◆ **EXERCISE**:
Return exactly the lines that run from the one with "Target: horizontal stabilizer" to the last line of the entries below, both included, and nothing else.

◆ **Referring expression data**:

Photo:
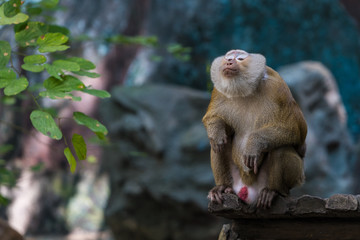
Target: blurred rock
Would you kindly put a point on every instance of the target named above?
(284, 33)
(158, 163)
(330, 156)
(7, 232)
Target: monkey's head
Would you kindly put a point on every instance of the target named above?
(238, 73)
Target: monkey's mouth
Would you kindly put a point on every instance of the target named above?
(230, 72)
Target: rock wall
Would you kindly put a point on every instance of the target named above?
(159, 157)
(158, 163)
(331, 156)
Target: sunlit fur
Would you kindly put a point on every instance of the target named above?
(242, 85)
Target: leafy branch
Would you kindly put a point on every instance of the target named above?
(39, 40)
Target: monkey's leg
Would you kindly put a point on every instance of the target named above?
(285, 170)
(220, 164)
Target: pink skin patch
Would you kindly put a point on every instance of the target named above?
(243, 193)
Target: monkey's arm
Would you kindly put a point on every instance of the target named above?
(216, 130)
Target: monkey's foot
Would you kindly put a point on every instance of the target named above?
(215, 194)
(265, 198)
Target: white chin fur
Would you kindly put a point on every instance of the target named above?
(243, 85)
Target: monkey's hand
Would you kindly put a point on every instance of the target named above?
(215, 194)
(252, 161)
(218, 143)
(266, 197)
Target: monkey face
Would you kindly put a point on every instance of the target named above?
(233, 62)
(238, 73)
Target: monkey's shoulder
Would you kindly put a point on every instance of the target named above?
(276, 88)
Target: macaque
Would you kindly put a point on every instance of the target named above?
(256, 131)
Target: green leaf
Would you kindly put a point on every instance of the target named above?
(8, 100)
(83, 63)
(4, 201)
(35, 59)
(18, 18)
(70, 157)
(7, 177)
(5, 53)
(79, 146)
(68, 84)
(29, 35)
(16, 86)
(59, 29)
(93, 124)
(6, 77)
(66, 65)
(11, 8)
(87, 74)
(52, 42)
(59, 95)
(34, 10)
(54, 71)
(32, 67)
(49, 3)
(97, 93)
(45, 124)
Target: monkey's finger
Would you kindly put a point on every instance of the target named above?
(217, 198)
(255, 165)
(251, 162)
(247, 160)
(263, 201)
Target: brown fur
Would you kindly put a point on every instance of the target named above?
(264, 123)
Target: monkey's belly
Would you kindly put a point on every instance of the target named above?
(248, 194)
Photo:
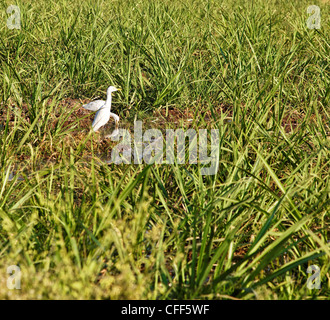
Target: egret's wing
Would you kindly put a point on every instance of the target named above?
(94, 105)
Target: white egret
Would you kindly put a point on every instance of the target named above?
(103, 109)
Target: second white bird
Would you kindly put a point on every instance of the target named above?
(103, 109)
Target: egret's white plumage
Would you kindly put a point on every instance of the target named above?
(103, 108)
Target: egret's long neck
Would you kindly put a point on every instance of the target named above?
(108, 101)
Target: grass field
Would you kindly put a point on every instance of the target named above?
(79, 228)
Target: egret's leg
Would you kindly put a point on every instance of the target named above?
(116, 118)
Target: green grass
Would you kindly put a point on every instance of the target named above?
(81, 229)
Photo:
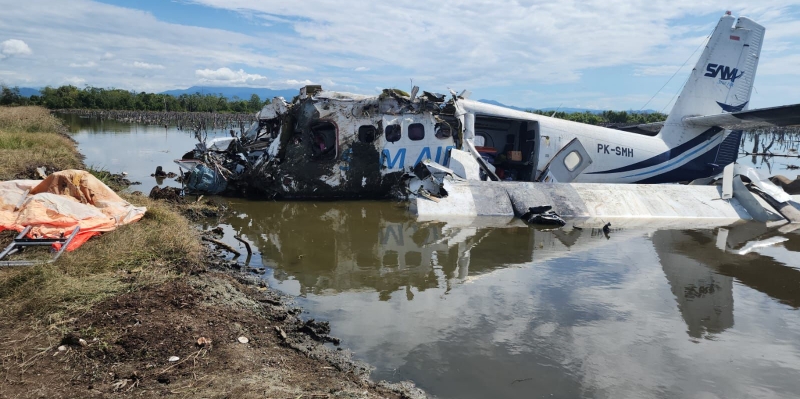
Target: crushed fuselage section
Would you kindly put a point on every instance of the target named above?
(325, 145)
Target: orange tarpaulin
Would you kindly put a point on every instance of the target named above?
(63, 201)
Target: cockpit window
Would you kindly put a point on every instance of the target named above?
(366, 133)
(416, 131)
(393, 133)
(323, 141)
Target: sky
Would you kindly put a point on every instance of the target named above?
(599, 54)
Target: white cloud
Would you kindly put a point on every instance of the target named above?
(506, 47)
(89, 64)
(228, 75)
(658, 70)
(145, 65)
(13, 47)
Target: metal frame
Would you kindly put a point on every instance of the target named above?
(20, 242)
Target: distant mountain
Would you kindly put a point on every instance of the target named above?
(562, 109)
(243, 93)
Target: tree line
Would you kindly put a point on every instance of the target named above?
(608, 117)
(89, 97)
(71, 97)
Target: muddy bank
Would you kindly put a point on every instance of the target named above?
(213, 330)
(147, 310)
(205, 335)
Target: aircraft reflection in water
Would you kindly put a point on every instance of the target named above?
(336, 247)
(701, 277)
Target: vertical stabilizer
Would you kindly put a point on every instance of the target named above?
(722, 80)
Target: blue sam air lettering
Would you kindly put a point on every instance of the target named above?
(399, 160)
(723, 72)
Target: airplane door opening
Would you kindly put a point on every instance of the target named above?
(509, 145)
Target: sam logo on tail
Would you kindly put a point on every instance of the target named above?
(723, 72)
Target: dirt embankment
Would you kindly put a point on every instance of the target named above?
(147, 310)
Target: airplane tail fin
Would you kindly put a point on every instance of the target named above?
(722, 80)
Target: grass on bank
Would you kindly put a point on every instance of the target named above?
(158, 247)
(29, 138)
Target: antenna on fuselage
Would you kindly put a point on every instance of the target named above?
(554, 112)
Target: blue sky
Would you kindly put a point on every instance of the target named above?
(604, 54)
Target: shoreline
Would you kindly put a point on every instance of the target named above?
(120, 315)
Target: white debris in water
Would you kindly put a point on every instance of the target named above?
(333, 180)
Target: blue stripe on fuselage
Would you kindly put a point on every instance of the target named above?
(665, 156)
(699, 167)
(676, 161)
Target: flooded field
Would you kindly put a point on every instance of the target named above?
(495, 308)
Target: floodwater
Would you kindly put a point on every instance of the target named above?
(497, 309)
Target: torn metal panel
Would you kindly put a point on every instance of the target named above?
(328, 144)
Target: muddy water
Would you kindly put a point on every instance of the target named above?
(494, 308)
(131, 148)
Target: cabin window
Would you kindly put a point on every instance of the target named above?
(416, 131)
(393, 133)
(572, 160)
(366, 133)
(323, 141)
(443, 131)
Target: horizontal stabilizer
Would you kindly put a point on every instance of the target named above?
(647, 129)
(787, 115)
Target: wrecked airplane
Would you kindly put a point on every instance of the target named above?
(327, 145)
(332, 145)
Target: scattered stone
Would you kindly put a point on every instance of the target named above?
(169, 194)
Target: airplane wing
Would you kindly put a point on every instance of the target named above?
(787, 115)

◆ **RESULT OF THE EXERCISE**:
Target: horizontal stabilizer
Would you kindly put a point on every instance of the target named above?
(647, 129)
(787, 115)
Target: wrecked airplane
Would you kindly put a point on every instance of the target named above?
(327, 145)
(332, 145)
Target: scattered stone
Would you kindly put a point on every instance of the target named above?
(169, 194)
Target: airplane wing
Would you kindly put a point on every instance of the target named above?
(787, 115)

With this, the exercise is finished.